INPUT FOR THIS TASK

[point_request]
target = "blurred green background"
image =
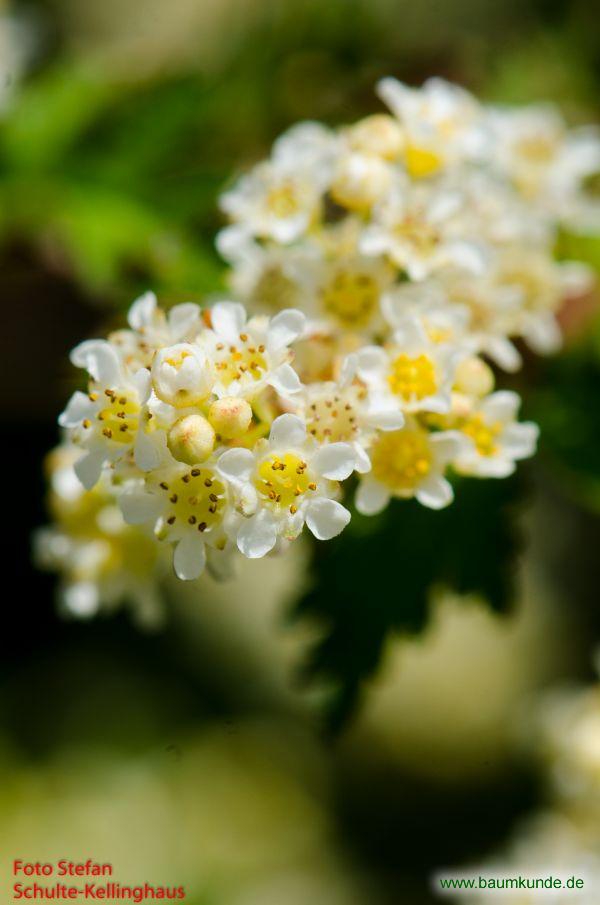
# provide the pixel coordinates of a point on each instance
(316, 730)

WORK ORDER
The entries above must be output exactly, with every image left out.

TASK SOLUTION
[point_request]
target = "blurred green background"
image =
# provide the pixel coordinates of a point on each instance
(316, 730)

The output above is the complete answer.